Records
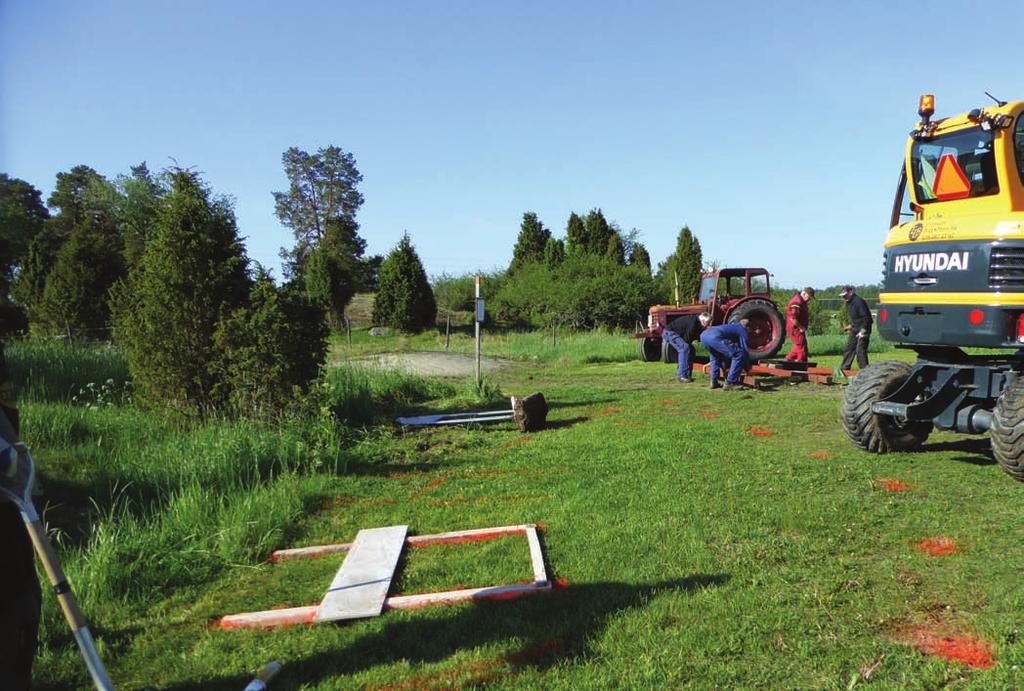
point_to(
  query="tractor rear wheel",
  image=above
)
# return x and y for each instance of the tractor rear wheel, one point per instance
(1008, 430)
(879, 433)
(650, 349)
(766, 331)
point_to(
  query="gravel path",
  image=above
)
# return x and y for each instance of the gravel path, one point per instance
(435, 363)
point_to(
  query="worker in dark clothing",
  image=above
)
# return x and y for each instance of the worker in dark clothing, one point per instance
(19, 594)
(860, 329)
(680, 334)
(727, 346)
(798, 318)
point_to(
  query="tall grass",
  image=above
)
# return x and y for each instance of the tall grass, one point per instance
(52, 371)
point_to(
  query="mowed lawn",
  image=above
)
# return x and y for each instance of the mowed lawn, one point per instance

**PROBLEM:** Copy the whole listing above line for line, leaving out the pictures.

**WRITTEN ANSWER:**
point_to(
  query="tractor rear wheel",
  image=above
)
# return x and y for each instance of the tractor rear wheel, one point per instance
(1008, 430)
(879, 433)
(650, 349)
(766, 331)
point_to(
  query="gravel path",
  image=above
)
# return x and y for each instance of the gravel path, one point per instance
(435, 363)
point_to(
  query="worker in dark clothing",
  image=above
)
# return x and y for each instance of the worker in dark clothing, one point per instance
(19, 594)
(860, 329)
(680, 334)
(727, 346)
(798, 318)
point_to(
  query="tall grass",
  image=above
)
# return x and y for each instance of the tall grass, one point per instance
(52, 371)
point_to(
  query="mowed lawn",
  image=above
)
# return x and y for each instance of the mowed lawn, one point per instance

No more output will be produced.